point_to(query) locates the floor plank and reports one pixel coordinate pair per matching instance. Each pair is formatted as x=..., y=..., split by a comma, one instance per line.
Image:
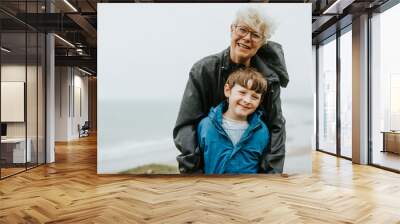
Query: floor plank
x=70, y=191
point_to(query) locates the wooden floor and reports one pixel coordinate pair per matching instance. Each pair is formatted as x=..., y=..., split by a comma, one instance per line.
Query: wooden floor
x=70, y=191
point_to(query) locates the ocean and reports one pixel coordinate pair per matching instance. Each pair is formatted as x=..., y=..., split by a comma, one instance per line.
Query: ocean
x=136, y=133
★ ★ ★ ★
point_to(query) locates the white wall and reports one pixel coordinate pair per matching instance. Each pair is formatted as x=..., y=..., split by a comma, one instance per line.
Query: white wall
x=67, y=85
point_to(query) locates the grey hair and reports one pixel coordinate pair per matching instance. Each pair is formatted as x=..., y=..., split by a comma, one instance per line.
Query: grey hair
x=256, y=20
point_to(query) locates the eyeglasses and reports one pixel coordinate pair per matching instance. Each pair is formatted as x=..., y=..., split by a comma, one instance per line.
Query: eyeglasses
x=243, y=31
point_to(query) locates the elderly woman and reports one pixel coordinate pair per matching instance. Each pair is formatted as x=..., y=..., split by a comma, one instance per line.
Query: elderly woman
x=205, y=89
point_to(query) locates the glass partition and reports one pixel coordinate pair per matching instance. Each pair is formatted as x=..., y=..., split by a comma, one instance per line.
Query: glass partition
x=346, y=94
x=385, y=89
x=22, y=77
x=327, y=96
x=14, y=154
★ ★ ★ ★
EXERCISE PROMPT> Copy the lines of the records above exactly, from the line containing "point_to(query) locates the wooden" through the line containing "x=136, y=133", with both of those lines included.

FULL ANSWER>
point_to(query) locates the wooden floor and reports one pixel coordinate pair per matching instance. Each pair is formatted as x=..., y=..., split by a comma, one instance per line.
Query: wooden floor
x=70, y=191
point_to(query) locates the ocean and reports one pixel coordinate pair per matching instance. Each pair is formatted as x=..., y=..., split by a comma, one instance per line.
Query: ocean
x=136, y=133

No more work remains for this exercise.